_Named-object pointing listing_:

--------------------

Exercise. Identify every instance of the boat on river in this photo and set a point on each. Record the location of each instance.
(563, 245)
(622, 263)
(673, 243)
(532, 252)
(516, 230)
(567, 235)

--------------------

_What you will do_:
Recast the listing above as a two-column CSV with the headers "text" and "response", using one row per entry. Enclose every field in double quotation marks and replace each line break with a space.

_Response below_:
text,response
"Exercise. Identify every instance of the boat on river in this photo and set a point on each. Record the location of each instance.","(563, 245) (622, 263) (673, 243) (532, 252) (516, 230) (567, 235)"